AIM OF THE EXERCISE: Your answer must consist of the records below, reproduced exactly, with every picture removed.

----

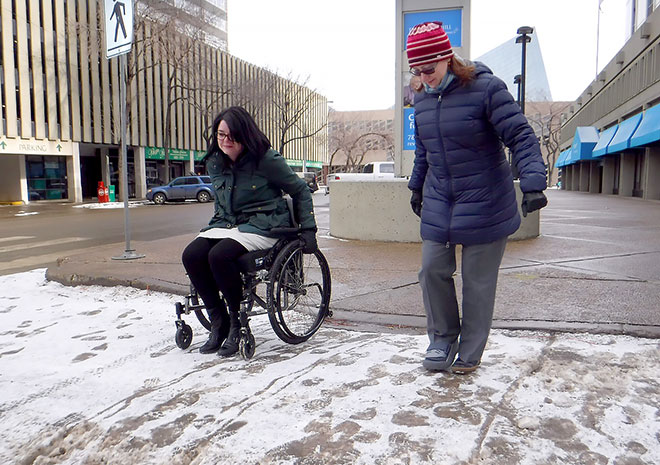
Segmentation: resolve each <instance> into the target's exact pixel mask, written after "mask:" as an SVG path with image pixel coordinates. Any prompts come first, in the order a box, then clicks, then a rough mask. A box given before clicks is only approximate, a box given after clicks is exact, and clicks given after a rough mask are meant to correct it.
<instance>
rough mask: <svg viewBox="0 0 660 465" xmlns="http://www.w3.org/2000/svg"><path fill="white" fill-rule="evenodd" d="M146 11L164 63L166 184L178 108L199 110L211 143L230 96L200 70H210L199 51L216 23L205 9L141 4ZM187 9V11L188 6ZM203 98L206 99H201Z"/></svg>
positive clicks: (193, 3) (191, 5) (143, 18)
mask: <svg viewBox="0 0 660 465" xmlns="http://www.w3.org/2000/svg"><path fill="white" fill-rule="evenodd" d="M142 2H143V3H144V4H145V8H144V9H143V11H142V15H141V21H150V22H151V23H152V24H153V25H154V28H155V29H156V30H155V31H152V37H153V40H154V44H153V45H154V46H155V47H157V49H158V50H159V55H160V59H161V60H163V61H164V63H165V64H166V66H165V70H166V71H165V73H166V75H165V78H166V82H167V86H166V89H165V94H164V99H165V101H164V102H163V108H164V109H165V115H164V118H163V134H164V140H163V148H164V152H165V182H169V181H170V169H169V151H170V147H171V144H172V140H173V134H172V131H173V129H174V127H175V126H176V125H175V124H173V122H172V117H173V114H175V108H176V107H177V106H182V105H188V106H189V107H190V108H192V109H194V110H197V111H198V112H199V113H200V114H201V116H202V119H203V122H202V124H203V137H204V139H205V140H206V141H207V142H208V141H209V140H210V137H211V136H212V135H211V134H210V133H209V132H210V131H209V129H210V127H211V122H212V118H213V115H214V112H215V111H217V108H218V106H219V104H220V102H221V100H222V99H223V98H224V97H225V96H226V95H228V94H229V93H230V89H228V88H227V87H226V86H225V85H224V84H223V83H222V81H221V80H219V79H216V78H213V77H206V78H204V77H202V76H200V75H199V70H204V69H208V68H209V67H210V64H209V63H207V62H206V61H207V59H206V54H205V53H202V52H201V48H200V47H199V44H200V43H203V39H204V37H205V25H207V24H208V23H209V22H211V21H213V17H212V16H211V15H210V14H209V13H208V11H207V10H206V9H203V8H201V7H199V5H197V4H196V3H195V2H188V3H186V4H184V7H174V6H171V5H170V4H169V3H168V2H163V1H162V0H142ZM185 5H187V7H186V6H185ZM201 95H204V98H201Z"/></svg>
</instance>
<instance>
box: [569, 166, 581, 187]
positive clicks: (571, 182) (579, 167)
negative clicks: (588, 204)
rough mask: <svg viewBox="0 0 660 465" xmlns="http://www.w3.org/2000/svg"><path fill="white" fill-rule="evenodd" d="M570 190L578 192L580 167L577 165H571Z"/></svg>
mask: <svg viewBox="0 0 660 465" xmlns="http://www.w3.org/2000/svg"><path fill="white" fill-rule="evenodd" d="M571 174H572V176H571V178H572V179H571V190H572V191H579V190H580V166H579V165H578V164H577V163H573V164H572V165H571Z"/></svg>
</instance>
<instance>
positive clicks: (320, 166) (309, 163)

----

EXERCISE RESPONSE:
Segmentation: resolve each <instance> into the target's exact pixel mask, written after "mask:" as an SVG path with image pixel coordinates. Any prompts come first, in the order a box, then clicks, then a rough mask. A box given before clicks is only approximate, a box given after clicks is exact, and clicks given after a rough mask are meant to correct it.
<instance>
rough mask: <svg viewBox="0 0 660 465" xmlns="http://www.w3.org/2000/svg"><path fill="white" fill-rule="evenodd" d="M146 11L164 63L166 184L178 108L199 110L211 143L230 96L200 70H210L199 51L216 23L205 9L141 4ZM187 9V11L188 6ZM203 98L206 99H201Z"/></svg>
positive clicks: (193, 3) (191, 5) (143, 18)
mask: <svg viewBox="0 0 660 465" xmlns="http://www.w3.org/2000/svg"><path fill="white" fill-rule="evenodd" d="M142 2H143V3H144V4H145V8H144V9H143V11H142V15H141V21H150V22H151V23H152V24H153V25H154V28H155V29H156V30H155V31H152V37H153V40H154V44H153V45H154V46H155V47H157V49H158V50H159V55H160V59H161V60H163V61H164V63H165V64H166V66H165V70H166V71H165V73H166V75H165V78H166V82H167V86H166V89H165V94H164V99H165V101H164V102H163V108H164V109H165V115H164V118H163V134H164V140H163V148H164V152H165V182H169V181H170V169H169V151H170V147H171V144H172V140H173V134H172V131H173V129H174V127H175V126H176V125H175V124H173V122H172V117H173V114H175V108H176V107H177V106H182V105H188V106H189V107H190V108H192V109H194V110H197V111H198V112H199V113H200V114H201V116H202V119H203V122H202V124H203V137H204V139H205V140H206V141H207V142H208V141H209V140H210V137H211V136H212V135H211V134H210V133H209V132H210V131H209V129H210V127H211V122H212V118H213V115H214V112H215V111H217V108H218V106H219V104H220V102H221V100H222V99H223V98H224V97H225V96H226V95H228V94H229V93H230V89H228V88H227V87H226V86H225V85H224V84H223V83H222V81H221V80H219V79H216V78H213V77H206V78H204V77H202V76H200V75H199V70H204V69H208V68H209V67H210V64H209V63H207V62H206V61H207V59H206V54H205V53H202V52H201V48H200V47H199V44H200V43H203V39H204V37H205V25H207V24H208V23H209V22H211V21H213V17H212V16H211V15H210V14H209V13H208V11H207V10H206V9H203V8H201V7H199V5H197V4H196V3H195V2H188V3H186V4H184V7H174V6H171V5H170V4H169V3H168V2H163V1H162V0H142ZM185 5H187V7H186V6H185ZM201 95H204V98H201Z"/></svg>
</instance>
<instance>
box: [569, 166, 581, 187]
positive clicks: (571, 182) (579, 167)
negative clicks: (588, 204)
rough mask: <svg viewBox="0 0 660 465" xmlns="http://www.w3.org/2000/svg"><path fill="white" fill-rule="evenodd" d="M570 190L578 192L580 167L577 165H571Z"/></svg>
mask: <svg viewBox="0 0 660 465" xmlns="http://www.w3.org/2000/svg"><path fill="white" fill-rule="evenodd" d="M571 174H572V176H571V178H572V179H571V190H572V191H579V190H580V166H579V165H578V164H577V163H573V164H572V165H571Z"/></svg>
</instance>
<instance>
positive clicks: (320, 166) (309, 163)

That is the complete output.